→ What needs to be done:
Present the listing as a Markdown table with the columns Number and Record line, covering only the lines from the line with "Where can you see the leafy" up to and including the line with "<point>308,23</point>". Give one numbered row per line and leave out any blank lines.

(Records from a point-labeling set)
——
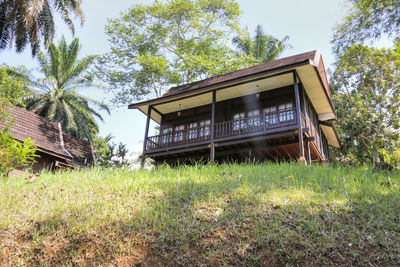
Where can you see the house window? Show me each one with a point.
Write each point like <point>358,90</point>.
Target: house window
<point>204,130</point>
<point>179,132</point>
<point>254,119</point>
<point>286,112</point>
<point>166,136</point>
<point>271,117</point>
<point>238,119</point>
<point>193,130</point>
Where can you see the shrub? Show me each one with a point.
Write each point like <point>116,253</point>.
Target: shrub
<point>14,154</point>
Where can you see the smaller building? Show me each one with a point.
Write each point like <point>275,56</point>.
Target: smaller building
<point>56,149</point>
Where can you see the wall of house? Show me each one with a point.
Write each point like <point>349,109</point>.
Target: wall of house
<point>225,110</point>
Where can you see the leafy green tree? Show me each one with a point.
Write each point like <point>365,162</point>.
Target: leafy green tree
<point>13,154</point>
<point>109,154</point>
<point>262,47</point>
<point>12,90</point>
<point>55,97</point>
<point>29,21</point>
<point>367,20</point>
<point>366,93</point>
<point>174,42</point>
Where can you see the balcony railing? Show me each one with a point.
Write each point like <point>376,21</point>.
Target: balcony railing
<point>223,129</point>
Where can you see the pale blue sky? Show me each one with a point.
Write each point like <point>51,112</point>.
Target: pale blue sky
<point>308,23</point>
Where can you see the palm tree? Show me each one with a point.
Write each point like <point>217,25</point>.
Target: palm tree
<point>28,21</point>
<point>262,47</point>
<point>55,97</point>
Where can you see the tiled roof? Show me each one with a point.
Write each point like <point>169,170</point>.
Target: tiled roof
<point>46,135</point>
<point>270,65</point>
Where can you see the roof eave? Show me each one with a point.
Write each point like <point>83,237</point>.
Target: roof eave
<point>160,100</point>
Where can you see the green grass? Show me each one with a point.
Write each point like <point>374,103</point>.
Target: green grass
<point>255,215</point>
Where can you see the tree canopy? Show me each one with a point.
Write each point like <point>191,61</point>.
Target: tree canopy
<point>262,47</point>
<point>366,92</point>
<point>56,95</point>
<point>169,43</point>
<point>367,20</point>
<point>24,22</point>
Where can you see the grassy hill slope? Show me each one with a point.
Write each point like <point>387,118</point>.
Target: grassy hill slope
——
→ Exercise answer:
| Number | Record line |
|---|---|
| 1 | Where can you see the leafy green tree? Show me each one with a point. |
| 2 | Write each point like <point>365,162</point>. |
| 3 | Target: leafy green tree |
| 4 | <point>13,154</point> |
| 5 | <point>109,154</point> |
| 6 | <point>262,47</point> |
| 7 | <point>12,90</point> |
| 8 | <point>55,97</point> |
| 9 | <point>29,21</point> |
| 10 | <point>367,20</point> |
| 11 | <point>366,93</point> |
| 12 | <point>174,42</point> |
| 13 | Where can you see the balcony railing? Show me each one with a point. |
| 14 | Write each point like <point>376,21</point>. |
| 15 | Target: balcony railing |
| 16 | <point>223,129</point> |
| 17 | Where can you see the pale blue sky? Show me each one with a point. |
| 18 | Write each point like <point>51,112</point>. |
| 19 | Target: pale blue sky |
| 20 | <point>308,23</point> |